Jurists and scholars debate whether we look to international or domestic law to determine whether a corporation may be sued under the ATS. See Doe, 654 F.3d at 41 (“corporate liability differs fundamentally from the conduct-governing norms at issue in Sosa, and consequently customary international law does not provide the rule of decision”); id at 81-83 (Kavanaugh, J., dissenting in part) (looking to international law and concluding corporate liability may not lie under the ATS); Kiobel v. Royal Dutch Petroleum Co., 621 F.3d 111, 127-31 (2d Cir.2010) (concluding international law does not provide for corporate liability); id at 175 (Leval, J., concurring) (noting international law leaves the provision of civil remedies to the discretion of individual states); Mara Theophila, “Moral Monsters” Under the Bed: Holding Corporations Accountable for Violations of the Alien Tort Statute after Kiobel v. Royal Dutch Petroleum Co., 79 Fordham L. Rev. 2859 (2011) (summarizing the debate as to the law determining corporate liability under the ATS). The source of this split is Sosa’s holding that the ATS is jurisdictional only but that “federal courts should not recognize private claims under federal common law for violations of any international law norm with less definite content and acceptance among civilized nations than the historical paradigms familiar when § 1350 was enacted.” 542 U.S. at 732, 124 S.Ct. 2739 (emphasis added).

§ **BRIEF A**
List every citation in the legal text that pairs a volume number with a reporter or journal abbreviation, in the order they appear.

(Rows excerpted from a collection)
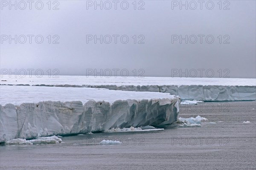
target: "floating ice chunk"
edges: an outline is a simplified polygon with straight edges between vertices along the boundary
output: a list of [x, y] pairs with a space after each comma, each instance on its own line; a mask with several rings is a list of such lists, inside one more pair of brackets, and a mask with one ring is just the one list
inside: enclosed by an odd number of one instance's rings
[[[153, 127], [152, 126], [151, 127]], [[124, 128], [122, 129], [120, 129], [119, 128], [112, 128], [111, 129], [106, 130], [104, 131], [105, 133], [114, 133], [114, 132], [148, 132], [152, 131], [163, 131], [164, 129], [157, 129], [154, 127], [153, 127], [154, 129], [142, 129], [140, 128], [134, 128], [131, 127], [130, 128]]]
[[112, 129], [107, 130], [105, 131], [105, 132], [120, 132], [124, 131], [137, 131], [138, 130], [142, 130], [140, 128], [134, 128], [131, 126], [130, 128], [124, 128], [122, 129], [119, 128], [113, 128]]
[[198, 103], [203, 103], [204, 102], [201, 101], [197, 101], [194, 100], [193, 101], [191, 100], [183, 100], [180, 102], [180, 105], [197, 105]]
[[243, 122], [243, 123], [250, 123], [250, 121], [246, 121], [246, 122]]
[[122, 142], [119, 141], [112, 141], [112, 140], [103, 140], [100, 142], [99, 142], [99, 144], [102, 145], [108, 145], [108, 144], [122, 144]]
[[6, 143], [7, 144], [17, 145], [26, 144], [26, 140], [24, 139], [17, 138], [8, 141]]
[[143, 126], [141, 128], [141, 129], [142, 129], [142, 130], [156, 129], [155, 127], [154, 127], [154, 126]]
[[17, 138], [6, 142], [7, 144], [55, 144], [61, 143], [62, 140], [55, 136], [48, 137], [40, 137], [35, 139], [26, 140], [24, 139]]
[[178, 126], [178, 128], [192, 128], [201, 127], [201, 125], [197, 123], [184, 123], [183, 124]]
[[201, 123], [201, 121], [207, 121], [208, 119], [204, 117], [198, 116], [195, 118], [191, 117], [189, 118], [184, 118], [183, 117], [179, 117], [178, 120], [183, 123], [188, 122], [192, 123]]

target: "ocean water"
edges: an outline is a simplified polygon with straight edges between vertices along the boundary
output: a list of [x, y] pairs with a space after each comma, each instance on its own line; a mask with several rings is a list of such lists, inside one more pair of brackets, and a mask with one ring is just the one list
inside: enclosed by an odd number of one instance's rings
[[[183, 105], [180, 117], [208, 121], [163, 131], [64, 136], [58, 144], [1, 145], [0, 169], [255, 170], [256, 110], [255, 101]], [[103, 139], [122, 144], [99, 144]]]

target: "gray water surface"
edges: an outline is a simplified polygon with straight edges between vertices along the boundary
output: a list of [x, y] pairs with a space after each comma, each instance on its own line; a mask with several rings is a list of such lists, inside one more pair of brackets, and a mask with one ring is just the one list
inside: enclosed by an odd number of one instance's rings
[[[164, 131], [64, 137], [65, 143], [55, 144], [0, 146], [0, 169], [256, 169], [256, 102], [182, 106], [180, 116], [198, 115], [209, 120], [201, 127], [171, 125]], [[102, 139], [123, 144], [100, 145]]]

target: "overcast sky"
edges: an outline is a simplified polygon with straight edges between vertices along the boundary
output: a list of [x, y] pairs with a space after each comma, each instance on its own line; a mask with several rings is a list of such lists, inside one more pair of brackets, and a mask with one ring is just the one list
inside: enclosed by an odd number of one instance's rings
[[141, 69], [143, 76], [179, 76], [187, 69], [182, 76], [194, 76], [195, 70], [197, 76], [213, 71], [217, 77], [256, 77], [254, 0], [183, 1], [187, 10], [180, 1], [102, 1], [102, 10], [94, 0], [52, 1], [50, 7], [48, 1], [39, 10], [41, 2], [30, 9], [26, 0], [26, 7], [17, 1], [15, 10], [1, 1], [1, 69], [86, 75], [87, 69], [125, 69], [132, 76]]

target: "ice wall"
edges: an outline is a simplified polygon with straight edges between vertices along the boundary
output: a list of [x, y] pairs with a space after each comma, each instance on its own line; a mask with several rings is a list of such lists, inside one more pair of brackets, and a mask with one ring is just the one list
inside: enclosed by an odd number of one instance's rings
[[131, 85], [117, 86], [116, 85], [84, 85], [83, 87], [125, 91], [169, 93], [172, 95], [179, 96], [182, 100], [195, 99], [204, 101], [225, 101], [256, 100], [255, 86]]
[[177, 120], [178, 97], [113, 103], [89, 100], [0, 105], [1, 142], [15, 138], [67, 135], [112, 128], [169, 124]]

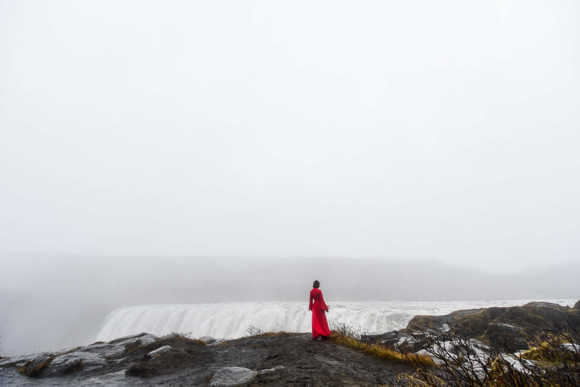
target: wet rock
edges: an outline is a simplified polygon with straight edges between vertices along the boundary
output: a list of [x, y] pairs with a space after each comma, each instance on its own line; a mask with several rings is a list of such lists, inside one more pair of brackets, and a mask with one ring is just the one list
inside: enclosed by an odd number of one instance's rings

§ **BRIEF B**
Print the part of the rows that opens with the line containing "target: wet rock" and closes with the last line of the rows, including both of those lines.

§ **CORRECT RESPONSE A**
654 F.3d at 41
621 F.3d 111
79 Fordham L. Rev. 2859
542 U.S. at 732
124 S.Ct. 2739

§ **CORRECT RESPONSE B**
target: wet rock
edges: an outline is a simplified polygon with straight edges between vertices along the boundary
output: a list of [x, y] pairs with a space after each comma, each instance on its own line; a mask with several rings is a list of such lists, inside one more pair of brackets, and a mask with one ring is just the one list
inside: enclosed by an odd number of one instance's rings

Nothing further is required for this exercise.